What to produce
Below are some records. Pull every line that contains the word "blurred".

Data for analysis
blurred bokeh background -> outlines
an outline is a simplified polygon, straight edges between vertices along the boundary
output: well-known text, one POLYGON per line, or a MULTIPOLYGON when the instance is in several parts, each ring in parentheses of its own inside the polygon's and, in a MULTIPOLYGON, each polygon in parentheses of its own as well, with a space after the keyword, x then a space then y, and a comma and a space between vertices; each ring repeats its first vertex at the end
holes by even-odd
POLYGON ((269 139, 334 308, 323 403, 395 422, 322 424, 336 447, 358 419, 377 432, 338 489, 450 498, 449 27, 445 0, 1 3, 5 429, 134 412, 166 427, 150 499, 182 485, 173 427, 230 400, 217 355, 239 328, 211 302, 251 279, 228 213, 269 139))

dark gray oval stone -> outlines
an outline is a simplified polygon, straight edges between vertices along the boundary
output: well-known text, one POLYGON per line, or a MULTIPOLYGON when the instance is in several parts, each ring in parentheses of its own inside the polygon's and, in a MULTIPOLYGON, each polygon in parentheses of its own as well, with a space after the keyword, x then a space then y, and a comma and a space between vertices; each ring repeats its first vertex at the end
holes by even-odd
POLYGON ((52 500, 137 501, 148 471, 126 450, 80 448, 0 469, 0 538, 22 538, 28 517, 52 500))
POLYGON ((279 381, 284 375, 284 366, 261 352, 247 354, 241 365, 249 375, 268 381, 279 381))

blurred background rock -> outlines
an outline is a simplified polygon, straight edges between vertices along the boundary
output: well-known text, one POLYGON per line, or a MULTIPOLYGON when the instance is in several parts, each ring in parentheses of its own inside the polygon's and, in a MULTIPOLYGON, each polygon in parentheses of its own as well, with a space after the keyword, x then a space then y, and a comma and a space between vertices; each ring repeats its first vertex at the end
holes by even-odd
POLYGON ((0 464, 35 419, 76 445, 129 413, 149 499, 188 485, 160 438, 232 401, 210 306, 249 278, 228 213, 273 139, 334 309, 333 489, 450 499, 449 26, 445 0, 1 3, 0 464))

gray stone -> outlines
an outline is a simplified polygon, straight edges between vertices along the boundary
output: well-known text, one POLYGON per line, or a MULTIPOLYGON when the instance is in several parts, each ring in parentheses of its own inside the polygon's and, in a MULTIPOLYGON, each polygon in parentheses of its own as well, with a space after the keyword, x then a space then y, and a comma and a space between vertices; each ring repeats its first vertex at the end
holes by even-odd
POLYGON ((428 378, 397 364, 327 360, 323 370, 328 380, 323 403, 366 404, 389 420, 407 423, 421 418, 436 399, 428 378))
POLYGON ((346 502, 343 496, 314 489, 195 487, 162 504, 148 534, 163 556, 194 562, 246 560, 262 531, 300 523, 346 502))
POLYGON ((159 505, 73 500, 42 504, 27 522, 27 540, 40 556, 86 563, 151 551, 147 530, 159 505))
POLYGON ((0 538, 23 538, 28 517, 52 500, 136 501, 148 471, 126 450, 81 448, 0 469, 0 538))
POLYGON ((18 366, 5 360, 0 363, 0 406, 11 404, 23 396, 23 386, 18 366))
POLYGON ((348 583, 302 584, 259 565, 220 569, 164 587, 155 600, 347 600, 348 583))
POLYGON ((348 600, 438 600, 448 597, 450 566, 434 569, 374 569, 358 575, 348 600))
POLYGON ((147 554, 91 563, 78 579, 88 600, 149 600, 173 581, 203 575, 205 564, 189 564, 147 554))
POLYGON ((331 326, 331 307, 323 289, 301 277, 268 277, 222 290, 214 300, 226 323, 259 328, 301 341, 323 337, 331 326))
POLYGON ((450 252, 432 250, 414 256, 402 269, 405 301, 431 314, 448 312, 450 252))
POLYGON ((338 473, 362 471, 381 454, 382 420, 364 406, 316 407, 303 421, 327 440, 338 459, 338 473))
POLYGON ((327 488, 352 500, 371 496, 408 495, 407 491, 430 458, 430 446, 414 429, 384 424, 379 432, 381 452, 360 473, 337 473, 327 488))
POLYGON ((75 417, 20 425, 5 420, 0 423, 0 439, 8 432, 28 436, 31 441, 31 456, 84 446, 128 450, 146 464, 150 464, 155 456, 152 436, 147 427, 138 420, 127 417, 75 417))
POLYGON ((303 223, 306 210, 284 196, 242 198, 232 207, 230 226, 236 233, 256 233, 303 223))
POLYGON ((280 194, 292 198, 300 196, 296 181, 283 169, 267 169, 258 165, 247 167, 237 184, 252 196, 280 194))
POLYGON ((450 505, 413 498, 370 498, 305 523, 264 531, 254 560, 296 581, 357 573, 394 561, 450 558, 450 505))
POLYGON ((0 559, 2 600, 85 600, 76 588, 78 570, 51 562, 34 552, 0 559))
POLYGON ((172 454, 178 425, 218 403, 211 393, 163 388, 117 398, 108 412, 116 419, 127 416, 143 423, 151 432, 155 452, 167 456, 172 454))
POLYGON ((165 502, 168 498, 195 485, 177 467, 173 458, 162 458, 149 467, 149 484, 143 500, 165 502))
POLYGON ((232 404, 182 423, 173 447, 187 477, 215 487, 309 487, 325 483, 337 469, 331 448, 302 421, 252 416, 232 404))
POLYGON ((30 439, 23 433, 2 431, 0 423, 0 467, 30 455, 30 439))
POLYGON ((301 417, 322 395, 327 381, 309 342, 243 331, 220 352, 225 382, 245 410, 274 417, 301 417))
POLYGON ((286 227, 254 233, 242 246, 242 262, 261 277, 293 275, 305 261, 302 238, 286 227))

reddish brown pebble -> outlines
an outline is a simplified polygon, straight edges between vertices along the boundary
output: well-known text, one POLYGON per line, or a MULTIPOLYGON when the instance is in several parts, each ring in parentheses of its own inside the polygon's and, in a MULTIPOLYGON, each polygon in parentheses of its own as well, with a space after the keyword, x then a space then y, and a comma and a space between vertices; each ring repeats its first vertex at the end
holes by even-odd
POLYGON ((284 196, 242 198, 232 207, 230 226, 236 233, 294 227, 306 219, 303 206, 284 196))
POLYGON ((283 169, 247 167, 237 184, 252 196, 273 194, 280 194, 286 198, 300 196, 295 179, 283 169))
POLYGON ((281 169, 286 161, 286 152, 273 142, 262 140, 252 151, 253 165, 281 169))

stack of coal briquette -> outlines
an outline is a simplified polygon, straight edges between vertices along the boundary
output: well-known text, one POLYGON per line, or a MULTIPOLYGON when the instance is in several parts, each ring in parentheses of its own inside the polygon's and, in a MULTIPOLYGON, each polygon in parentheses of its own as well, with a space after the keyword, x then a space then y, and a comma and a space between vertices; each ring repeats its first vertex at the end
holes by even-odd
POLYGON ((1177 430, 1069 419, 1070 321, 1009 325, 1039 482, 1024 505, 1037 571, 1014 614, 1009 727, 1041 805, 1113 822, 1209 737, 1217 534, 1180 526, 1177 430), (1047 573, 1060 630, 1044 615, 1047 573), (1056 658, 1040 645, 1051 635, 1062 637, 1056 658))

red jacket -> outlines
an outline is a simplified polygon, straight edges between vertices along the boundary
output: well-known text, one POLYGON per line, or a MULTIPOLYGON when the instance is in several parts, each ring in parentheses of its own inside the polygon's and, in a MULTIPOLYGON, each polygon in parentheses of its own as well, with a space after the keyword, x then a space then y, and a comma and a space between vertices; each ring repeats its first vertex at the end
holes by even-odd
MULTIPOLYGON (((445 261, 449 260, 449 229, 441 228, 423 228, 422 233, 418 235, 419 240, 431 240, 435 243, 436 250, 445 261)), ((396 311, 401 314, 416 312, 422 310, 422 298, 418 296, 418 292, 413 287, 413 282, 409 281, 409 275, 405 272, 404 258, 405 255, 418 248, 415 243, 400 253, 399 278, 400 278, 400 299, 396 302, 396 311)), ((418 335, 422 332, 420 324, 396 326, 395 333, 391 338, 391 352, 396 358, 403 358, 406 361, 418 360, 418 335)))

Expected answer
blurred bokeh background -> outlines
blurred background rock -> outlines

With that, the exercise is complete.